─── Übungstext
Bern. Angesichts der weltweit angespannten Sicherheitslage denkt auch die neutral gebliebene Schweiz über eine massive Stärkung ihrer Streitkräfte nach. Obwohl das Land weder NATO- noch EU-Mitglied ist, wächst der innenpolitische Druck, militärisch aufzurüsten – auch mit Blick auf die Entwicklungen in der Ukraine und das geopolitische Verhalten Russlands und Chinas.
Große Investitionen in Panzerflotte geplant
Im Zentrum der Diskussion steht dabei vor allem die Panzertruppe der Schweizer Armee. Derzeit verfügt die Schweiz über insgesamt 373 Kampf- und Schützenpanzer, darunter 205 Leopard-2-Panzer vom Typ A4. Davon befinden sich 134 Fahrzeuge im aktiven Einsatz, weitere 71 sind eingelagert. Rund 20 Prozent der Militärfahrzeuge gelten allerdings als nicht einsatzfähig.
Die Regierung plant nun, die Leopard-Panzer umfassend zu modernisieren und kampfwert zu steigern. Das allein könnte bis zu zwei Milliarden Franken kosten. Doch innerhalb der Armee gibt es Stimmen, denen das nicht ausreicht: Eine Offiziersvereinigung fordert zusätzlich den Kauf von rund 110 neuen Panzern. Die Gesamtkosten würden sich dann laut Medienberichten auf bis zu vier Milliarden Franken (rund 4,26 Milliarden Euro) belaufen – nach anderen Einschätzungen sogar auf über 12 Milliarden Franken.
Artillerie wird ersetzt – neue Systeme aus Deutschland
Auch bei der Artillerie steht ein Generationswechsel bevor. Die derzeit eingesetzten M109-Panzerhaubitzen stammen aus den 1960er Jahren und gelten als technisch überholt. Als Ersatz hat die Schweiz 36 moderne, radgestützte Artilleriesysteme des Typs AGM (Artillery Gun Module) beim deutschen Rüstungskonzern KNDS bestellt. Sie sollen auf dem in der Schweiz entwickelten Piranha-IV-Panzerfahrzeug basieren. Die Kosten hierfür belaufen sich auf etwa 725 Millionen Franken (rund 773 Millionen Euro).
──────
─── Einträge
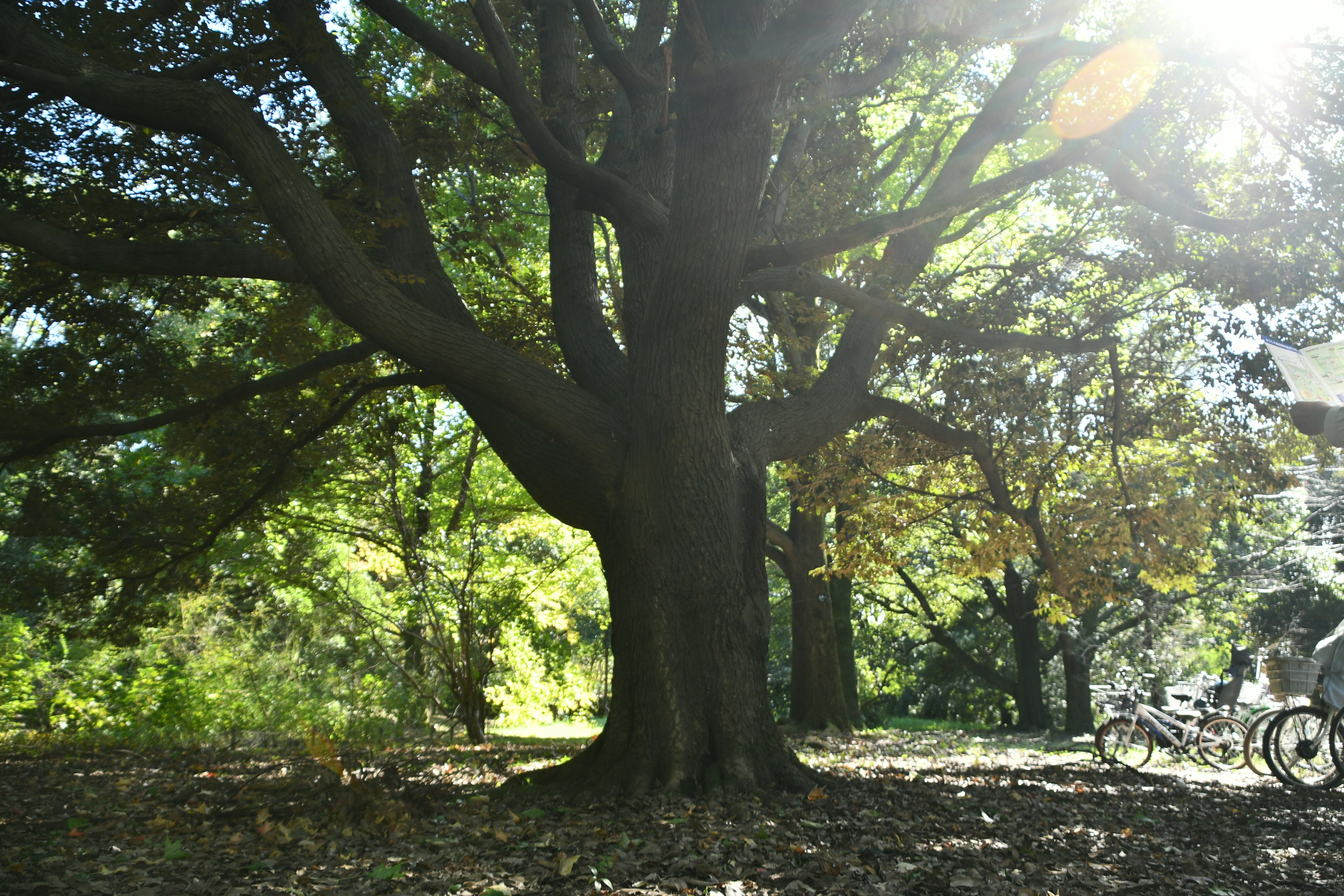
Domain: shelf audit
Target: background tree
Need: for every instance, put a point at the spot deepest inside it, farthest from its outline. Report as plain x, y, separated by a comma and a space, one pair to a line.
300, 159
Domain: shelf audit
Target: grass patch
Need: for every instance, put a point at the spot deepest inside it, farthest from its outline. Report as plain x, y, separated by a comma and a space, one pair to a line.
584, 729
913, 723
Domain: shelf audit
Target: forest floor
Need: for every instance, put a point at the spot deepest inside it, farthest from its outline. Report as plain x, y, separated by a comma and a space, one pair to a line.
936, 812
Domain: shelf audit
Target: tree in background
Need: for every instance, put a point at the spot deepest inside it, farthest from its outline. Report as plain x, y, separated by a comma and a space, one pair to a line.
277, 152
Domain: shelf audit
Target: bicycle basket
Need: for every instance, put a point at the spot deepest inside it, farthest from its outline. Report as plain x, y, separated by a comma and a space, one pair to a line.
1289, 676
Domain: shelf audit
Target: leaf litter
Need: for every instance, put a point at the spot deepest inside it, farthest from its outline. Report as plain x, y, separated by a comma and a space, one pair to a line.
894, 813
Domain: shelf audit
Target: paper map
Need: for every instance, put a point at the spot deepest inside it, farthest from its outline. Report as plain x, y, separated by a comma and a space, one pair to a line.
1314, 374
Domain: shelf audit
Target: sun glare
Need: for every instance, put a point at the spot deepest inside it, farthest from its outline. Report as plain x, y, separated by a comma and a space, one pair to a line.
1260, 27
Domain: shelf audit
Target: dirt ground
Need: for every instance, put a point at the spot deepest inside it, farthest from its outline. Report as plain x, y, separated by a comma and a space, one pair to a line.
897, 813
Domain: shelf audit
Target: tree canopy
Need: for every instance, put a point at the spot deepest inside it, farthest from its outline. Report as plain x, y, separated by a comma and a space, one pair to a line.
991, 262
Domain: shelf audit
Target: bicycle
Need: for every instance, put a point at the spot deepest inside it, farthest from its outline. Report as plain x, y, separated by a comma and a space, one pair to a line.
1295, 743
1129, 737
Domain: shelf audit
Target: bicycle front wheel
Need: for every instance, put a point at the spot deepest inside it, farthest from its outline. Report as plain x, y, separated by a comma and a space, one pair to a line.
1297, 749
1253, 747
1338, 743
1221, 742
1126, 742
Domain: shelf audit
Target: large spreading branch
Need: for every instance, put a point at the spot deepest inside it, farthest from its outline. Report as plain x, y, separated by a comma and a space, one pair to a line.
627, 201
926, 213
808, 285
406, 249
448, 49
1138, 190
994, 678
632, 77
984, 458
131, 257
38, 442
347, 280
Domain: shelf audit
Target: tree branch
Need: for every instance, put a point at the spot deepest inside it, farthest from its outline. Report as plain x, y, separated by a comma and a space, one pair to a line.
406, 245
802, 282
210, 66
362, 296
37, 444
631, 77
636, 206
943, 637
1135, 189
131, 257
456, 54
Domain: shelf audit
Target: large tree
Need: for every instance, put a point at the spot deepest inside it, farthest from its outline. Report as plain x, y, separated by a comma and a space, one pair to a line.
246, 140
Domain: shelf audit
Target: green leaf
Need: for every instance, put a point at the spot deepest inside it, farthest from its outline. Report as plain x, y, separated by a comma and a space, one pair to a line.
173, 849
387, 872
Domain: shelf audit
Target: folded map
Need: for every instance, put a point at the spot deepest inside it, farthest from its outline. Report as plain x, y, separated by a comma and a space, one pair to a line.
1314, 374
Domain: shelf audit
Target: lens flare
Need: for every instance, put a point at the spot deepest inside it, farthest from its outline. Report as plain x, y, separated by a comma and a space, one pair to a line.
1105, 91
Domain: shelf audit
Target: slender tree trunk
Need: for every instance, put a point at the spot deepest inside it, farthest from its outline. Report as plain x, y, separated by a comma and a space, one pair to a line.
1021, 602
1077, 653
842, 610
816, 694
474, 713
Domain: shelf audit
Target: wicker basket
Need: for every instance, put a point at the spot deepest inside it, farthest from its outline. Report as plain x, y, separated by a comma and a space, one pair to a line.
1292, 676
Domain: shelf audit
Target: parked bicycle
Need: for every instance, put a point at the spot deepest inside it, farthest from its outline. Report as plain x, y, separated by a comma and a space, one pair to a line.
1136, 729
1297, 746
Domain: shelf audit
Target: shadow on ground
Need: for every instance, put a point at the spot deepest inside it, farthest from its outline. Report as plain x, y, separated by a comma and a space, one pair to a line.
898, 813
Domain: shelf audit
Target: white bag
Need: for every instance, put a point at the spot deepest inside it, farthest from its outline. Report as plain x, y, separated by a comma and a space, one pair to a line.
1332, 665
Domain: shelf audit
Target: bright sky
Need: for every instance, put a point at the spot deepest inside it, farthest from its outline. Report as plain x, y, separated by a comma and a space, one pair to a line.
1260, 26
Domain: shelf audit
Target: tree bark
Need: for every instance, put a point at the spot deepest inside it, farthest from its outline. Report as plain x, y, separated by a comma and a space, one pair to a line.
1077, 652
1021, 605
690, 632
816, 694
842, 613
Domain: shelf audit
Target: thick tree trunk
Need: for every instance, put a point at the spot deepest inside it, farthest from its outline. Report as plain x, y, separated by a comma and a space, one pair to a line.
──────
_Arbeitsaufträge:_
a) Wie viele Leopard-2-Panzer vom Typ A4 sind laut dem Text über die Schweizer Armee eingelagert?
b) Wiederhole aus dem Text über die Schweizer Armee wortgetreu den Abschnitt, der bei „Große Investitionen in“ beginnt und bei „als nicht einsatzfähig.“ endet.
c) Knüpfe an das Ende des Textes über die Schweizer Armee an und schreibe ihn weiter.

_Lösungen:_
a) 71

b)
Große Investitionen in Panzerflotte geplant
Im Zentrum der Diskussion steht dabei vor allem die Panzertruppe der Schweizer Armee. Derzeit verfügt die Schweiz über insgesamt 373 Kampf- und Schützenpanzer, darunter 205 Leopard-2-Panzer vom Typ A4. Davon befinden sich 134 Fahrzeuge im aktiven Einsatz, weitere 71 sind eingelagert. Rund 20 Prozent der Militärfahrzeuge gelten allerdings als nicht einsatzfähig.

c)
Luftwaffe soll mit Marschflugkörpern aufgerüstet werden
Schon 2022 hatte die Schweiz den Kauf von 36 F-35A-Kampfflugzeugen aus den USA besiegelt. Nun plant das Land offenbar, auch Marschflugkörper mit großer Reichweite zu beschaffen – ein Schritt, der in der Schweizer Sicherheitspolitik als regelrechter Paradigmenwechsel gilt. Die Rede ist von Flugkörpern mit bis zu 1.000 Kilometern Reichweite und einem Gewicht von rund 1.200 Kilogramm. Noch muss das Parlament dieser Beschaffung zustimmen.
Neutralität bleibt, Verteidigungsbereitschaft soll wachsen
Die Schweiz hält weiterhin an ihrer außenpolitischen Neutralität fest, wie sie in der Verfassung verankert ist. Dennoch will man sich besser auf mögliche sicherheitspolitische Krisen vorbereiten. Landrat und Parlament haben den Auftrag, für die äußere Sicherheit und Unabhängigkeit des Landes zu sorgen – eine Aufgabe, die angesichts globaler Unsicherheiten zunehmend ernst genommen wird.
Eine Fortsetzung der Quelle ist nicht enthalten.